(DO THIS): According to the Baytex press release excerpt, by what date will the Annual Information Form for the year ended December 31, 2017 be filed?

Additional disclosures related to our contingent
resources will be included in Appendix A to our Annual Information
Form for the year ended December 31, 2017, which will be filed on
or before March 31, 2018.
Additional Information
Our audited consolidated financial statements
for the year ended December 31, 2017 and the related Management's
Discussion and Analysis of the operating and financial results can
be accessed immediately on our website at www.baytexenergy.com and
will be available shortly through SEDAR at www.sedar.com and EDGAR
at www.sec.gov/edgar.shtml.
Conference Call Today9:00 a.m. MST (11:00
a.m. EST) |
Baytex will host a conference call today, March 6, 2018, starting
at 9:00am MST (11:00am EST). To participate, please dial toll free
in North America 1-800-319-4610 or international 1-416-915-3239.
Alternatively, to listen to the conference call online, please
enter http://services.choruscall.ca/links/baytex20180306.html
in your web browser. An archived recording of the conference
call will be available shortly after the event by accessing the
webcast link above. The conference call will also be archived on
the Baytex website at www.baytexenergy.com. |
Advisory Regarding Forward-Looking
Statements
In the interest of providing Baytex's
shareholders and potential investors with information regarding
Baytex, including management's assessment of Baytex's future plans
and operations, certain statements in this press release are
"forward-looking statements" within the meaning of the United
States Private Securities Litigation Reform Act of 1995 and
"forward-looking information" within the meaning of applicable
Canadian securities legislation (collectively, "forward-looking
statements"). In some cases, forward-looking statements can
be identified by terminology such as "anticipate", "believe",
"continue", "could", "estimate", "expect", "forecast", "intend",
"may", "objective", "ongoing", "outlook", "potential", "project",
"plan", "should", "target", "would", "will" or similar words
suggesting future outcomes, events or performance. The
forward-looking statements contained in this press release speak
only as of the date thereof and are expressly qualified by this
cautionary statement.

(RAW RECORDS):

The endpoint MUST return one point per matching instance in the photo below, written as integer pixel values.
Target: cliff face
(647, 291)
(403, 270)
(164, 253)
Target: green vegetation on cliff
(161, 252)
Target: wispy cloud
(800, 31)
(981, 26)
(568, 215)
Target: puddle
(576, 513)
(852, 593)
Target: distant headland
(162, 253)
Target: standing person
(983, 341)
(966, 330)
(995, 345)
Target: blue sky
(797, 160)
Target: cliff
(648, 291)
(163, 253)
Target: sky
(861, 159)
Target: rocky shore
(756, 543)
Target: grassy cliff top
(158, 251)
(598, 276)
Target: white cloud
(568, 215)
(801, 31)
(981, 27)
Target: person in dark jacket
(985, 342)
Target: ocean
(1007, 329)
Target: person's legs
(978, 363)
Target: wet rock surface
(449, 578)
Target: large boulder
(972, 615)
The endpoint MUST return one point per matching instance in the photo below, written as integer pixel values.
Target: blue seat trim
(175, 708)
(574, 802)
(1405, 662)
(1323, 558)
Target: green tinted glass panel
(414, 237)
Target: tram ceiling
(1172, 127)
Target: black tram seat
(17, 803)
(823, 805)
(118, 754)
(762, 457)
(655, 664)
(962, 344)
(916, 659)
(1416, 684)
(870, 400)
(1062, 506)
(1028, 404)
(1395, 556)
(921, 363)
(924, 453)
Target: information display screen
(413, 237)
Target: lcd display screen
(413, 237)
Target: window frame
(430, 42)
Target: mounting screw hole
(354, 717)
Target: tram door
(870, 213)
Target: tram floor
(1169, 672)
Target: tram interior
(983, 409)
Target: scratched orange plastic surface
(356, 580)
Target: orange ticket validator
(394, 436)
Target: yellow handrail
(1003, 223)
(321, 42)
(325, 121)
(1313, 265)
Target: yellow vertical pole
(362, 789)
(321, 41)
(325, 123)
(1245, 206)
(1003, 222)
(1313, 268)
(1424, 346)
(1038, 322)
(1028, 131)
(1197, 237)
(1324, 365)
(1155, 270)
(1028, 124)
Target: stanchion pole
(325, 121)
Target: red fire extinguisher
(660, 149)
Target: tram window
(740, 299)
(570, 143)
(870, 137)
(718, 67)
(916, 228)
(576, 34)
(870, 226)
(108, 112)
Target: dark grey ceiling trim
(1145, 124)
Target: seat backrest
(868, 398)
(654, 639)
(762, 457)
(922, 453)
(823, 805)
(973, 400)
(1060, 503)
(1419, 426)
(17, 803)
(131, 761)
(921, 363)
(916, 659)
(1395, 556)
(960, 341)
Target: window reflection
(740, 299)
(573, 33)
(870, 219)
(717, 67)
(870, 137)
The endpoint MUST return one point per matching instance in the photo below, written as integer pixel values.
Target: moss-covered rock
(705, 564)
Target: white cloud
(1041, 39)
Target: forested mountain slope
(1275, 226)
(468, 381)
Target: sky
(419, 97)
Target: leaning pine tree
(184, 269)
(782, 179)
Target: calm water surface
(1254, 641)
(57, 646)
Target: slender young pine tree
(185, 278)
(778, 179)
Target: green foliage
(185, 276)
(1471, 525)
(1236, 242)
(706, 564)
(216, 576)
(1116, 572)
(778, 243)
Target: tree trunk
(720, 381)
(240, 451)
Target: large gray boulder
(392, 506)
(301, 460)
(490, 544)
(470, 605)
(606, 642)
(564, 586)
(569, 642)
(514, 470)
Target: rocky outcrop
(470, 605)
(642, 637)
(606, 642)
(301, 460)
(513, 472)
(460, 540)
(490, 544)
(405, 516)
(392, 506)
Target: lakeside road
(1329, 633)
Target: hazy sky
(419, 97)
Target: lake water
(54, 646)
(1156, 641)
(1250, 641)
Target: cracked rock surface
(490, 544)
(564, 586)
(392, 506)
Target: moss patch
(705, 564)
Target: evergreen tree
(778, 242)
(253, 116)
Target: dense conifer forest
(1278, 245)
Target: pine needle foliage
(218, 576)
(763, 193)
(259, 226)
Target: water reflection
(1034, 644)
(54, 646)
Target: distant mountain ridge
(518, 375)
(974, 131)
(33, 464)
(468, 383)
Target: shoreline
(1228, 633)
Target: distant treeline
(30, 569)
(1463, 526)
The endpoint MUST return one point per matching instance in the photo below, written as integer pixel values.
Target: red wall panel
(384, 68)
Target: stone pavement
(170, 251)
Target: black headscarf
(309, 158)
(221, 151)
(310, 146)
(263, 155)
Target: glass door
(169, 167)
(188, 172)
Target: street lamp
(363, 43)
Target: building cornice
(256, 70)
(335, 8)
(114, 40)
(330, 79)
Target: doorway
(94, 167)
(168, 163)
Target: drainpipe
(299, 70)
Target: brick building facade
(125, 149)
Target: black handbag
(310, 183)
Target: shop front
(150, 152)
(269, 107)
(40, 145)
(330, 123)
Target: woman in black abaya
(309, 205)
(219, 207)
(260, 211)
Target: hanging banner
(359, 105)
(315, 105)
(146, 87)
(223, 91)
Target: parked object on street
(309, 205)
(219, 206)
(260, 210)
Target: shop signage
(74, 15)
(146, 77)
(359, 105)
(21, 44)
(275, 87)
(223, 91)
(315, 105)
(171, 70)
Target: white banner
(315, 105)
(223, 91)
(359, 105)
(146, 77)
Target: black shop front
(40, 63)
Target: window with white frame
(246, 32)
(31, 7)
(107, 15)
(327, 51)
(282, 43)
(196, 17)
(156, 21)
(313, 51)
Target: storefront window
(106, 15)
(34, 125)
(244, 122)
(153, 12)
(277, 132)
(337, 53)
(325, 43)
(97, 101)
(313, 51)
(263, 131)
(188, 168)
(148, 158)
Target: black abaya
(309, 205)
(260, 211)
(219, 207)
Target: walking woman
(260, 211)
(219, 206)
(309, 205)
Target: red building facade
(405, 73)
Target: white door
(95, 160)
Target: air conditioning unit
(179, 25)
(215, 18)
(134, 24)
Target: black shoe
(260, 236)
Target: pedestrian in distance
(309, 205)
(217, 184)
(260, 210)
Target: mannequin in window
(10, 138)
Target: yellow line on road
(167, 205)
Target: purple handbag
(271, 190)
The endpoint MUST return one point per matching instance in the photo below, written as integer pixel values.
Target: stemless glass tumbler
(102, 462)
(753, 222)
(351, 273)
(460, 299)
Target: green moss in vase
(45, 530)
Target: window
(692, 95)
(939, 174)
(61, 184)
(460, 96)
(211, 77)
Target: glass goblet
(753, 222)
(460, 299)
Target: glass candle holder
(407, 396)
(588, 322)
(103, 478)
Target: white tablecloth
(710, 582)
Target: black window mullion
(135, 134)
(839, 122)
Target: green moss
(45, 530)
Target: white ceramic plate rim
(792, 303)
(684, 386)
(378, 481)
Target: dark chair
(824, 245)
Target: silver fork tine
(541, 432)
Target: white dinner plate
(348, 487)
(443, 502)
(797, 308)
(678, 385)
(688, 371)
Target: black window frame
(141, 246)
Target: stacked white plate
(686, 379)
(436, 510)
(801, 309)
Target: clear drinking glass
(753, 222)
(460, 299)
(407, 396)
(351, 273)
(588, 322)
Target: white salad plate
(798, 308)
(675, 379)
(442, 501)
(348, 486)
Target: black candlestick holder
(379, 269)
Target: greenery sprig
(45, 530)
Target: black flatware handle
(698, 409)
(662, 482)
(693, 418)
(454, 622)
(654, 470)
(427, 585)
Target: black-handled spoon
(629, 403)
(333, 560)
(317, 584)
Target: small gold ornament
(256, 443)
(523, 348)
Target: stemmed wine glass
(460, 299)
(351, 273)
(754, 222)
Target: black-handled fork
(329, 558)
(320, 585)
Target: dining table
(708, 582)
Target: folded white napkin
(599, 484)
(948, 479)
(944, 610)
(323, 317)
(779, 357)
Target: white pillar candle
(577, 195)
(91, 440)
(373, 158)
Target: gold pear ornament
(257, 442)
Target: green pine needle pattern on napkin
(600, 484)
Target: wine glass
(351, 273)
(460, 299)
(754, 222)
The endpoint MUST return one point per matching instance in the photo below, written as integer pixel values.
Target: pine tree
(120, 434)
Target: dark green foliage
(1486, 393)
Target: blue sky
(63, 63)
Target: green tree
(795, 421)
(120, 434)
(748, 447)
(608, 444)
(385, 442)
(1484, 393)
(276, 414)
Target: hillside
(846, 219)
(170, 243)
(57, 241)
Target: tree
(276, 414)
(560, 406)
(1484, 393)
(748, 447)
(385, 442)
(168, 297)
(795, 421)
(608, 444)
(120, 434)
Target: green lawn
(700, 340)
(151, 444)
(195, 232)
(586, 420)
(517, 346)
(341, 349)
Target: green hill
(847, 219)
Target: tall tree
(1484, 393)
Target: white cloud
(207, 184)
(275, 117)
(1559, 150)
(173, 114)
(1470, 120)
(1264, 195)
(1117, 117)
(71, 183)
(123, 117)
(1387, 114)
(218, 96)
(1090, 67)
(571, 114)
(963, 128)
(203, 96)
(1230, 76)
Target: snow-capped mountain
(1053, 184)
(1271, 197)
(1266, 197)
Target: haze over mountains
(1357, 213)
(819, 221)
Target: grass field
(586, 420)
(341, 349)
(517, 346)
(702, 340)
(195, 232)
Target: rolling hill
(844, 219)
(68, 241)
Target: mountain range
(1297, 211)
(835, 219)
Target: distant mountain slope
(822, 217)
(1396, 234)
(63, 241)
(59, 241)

(CORRECT RESULT): On or before March 31, 2018.